▸ THE PROBLEM
Convert every line of the items below into a Markdown table with two columns, No. and Text: number each row and put the line itself beside its number. Skip blank lines, and omit the pictures from the table.

▸ INPUT DATA
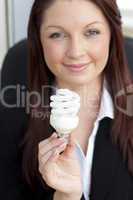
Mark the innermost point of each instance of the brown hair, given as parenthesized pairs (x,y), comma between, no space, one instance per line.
(117,75)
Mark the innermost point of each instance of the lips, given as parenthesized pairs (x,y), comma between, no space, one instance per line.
(76,67)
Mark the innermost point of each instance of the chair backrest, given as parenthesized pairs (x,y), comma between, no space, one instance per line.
(14,69)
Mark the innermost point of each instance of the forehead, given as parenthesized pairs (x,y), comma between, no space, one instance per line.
(73,12)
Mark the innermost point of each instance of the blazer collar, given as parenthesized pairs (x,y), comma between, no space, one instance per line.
(104,162)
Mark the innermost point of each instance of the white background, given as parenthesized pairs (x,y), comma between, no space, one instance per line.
(18,14)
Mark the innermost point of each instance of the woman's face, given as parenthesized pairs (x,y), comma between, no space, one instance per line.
(73,33)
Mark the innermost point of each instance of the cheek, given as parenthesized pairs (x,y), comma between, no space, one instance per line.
(100,52)
(53,53)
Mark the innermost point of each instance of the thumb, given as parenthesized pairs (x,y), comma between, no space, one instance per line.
(70,149)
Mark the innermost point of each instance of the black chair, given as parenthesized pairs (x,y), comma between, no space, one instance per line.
(14,69)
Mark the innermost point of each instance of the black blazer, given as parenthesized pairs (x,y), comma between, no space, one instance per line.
(110,177)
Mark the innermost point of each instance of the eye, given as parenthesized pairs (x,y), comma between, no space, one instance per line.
(56,35)
(92,32)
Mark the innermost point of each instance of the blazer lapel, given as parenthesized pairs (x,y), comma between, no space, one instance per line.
(104,159)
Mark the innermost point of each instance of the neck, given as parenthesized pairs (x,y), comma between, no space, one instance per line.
(90,96)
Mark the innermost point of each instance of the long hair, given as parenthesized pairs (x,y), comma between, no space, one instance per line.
(116,72)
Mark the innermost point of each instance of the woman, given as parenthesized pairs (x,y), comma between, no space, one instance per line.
(97,163)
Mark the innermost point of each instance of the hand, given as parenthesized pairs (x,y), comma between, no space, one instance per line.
(60,171)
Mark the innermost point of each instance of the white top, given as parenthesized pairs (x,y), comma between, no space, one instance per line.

▸ WRITTEN SOLUTION
| No. | Text |
|---|---|
| 1 | Mark the innermost point of each instance of the brown hair, given as parenthesized pairs (x,y), comma between, no space, one instance per line. |
| 2 | (117,75) |
| 3 | Mark the innermost point of each instance of the lips, given as parenthesized pairs (x,y), comma between, no space, one instance per line. |
| 4 | (76,67) |
| 5 | Mark the innermost point of each instance of the chair backrest, given as parenthesized pairs (x,y), comma between, no space, one instance per line. |
| 6 | (14,69) |
| 7 | Mark the innermost point of each instance of the forehead, given as parenthesized pairs (x,y), comma between, no space, one instance per line. |
| 8 | (73,12) |
| 9 | Mark the innermost point of each instance of the blazer collar, given as parenthesized pairs (x,y), comma between, no space, one instance per line. |
| 10 | (104,162) |
| 11 | Mark the innermost point of each instance of the white background, given as parenthesized pairs (x,y), comma between, no space, one instance per line. |
| 12 | (18,14) |
| 13 | Mark the innermost point of each instance of the woman's face, given as parenthesized pairs (x,y), comma between, no space, one instance per line. |
| 14 | (73,33) |
| 15 | Mark the innermost point of each instance of the cheek, given as parenthesized pairs (x,y), comma between, no space, one instance per line. |
| 16 | (100,52) |
| 17 | (53,53) |
| 18 | Mark the innermost point of each instance of the thumb, given as parenthesized pairs (x,y), comma between, no space, one instance per line. |
| 19 | (70,149) |
| 20 | Mark the innermost point of each instance of the black chair, given as parenthesized pairs (x,y), comma between, no space, one instance per line. |
| 21 | (14,69) |
| 22 | Mark the innermost point of each instance of the black blazer, given as parenthesized pairs (x,y), comma between, no space, one instance per line. |
| 23 | (110,177) |
| 24 | Mark the innermost point of each instance of the eye, given as parenthesized pairs (x,y), comma between, no space, one instance per line. |
| 25 | (56,35) |
| 26 | (92,32) |
| 27 | Mark the innermost point of each instance of the blazer lapel, given as parenthesized pairs (x,y), comma between, no space, one instance per line. |
| 28 | (104,159) |
| 29 | Mark the innermost point of each instance of the neck, given as parenthesized pairs (x,y), comma between, no space, one instance per line. |
| 30 | (90,96) |
| 31 | Mark the innermost point of each instance of the long hair, given as parenthesized pairs (x,y), comma between, no space, one instance per line. |
| 32 | (116,72) |
| 33 | Mark the innermost point of each instance of the woman, given as parenthesized pairs (x,y), comma between, no space, one instance per line. |
| 34 | (97,163) |
| 35 | Mark the innermost point of each instance of the hand, given as parenthesized pairs (x,y), comma between, no space, one instance per line. |
| 36 | (60,171) |
| 37 | Mark the innermost point of each instance of the white top, given as parenthesized pairs (x,y), comma between, no space, one instance per line. |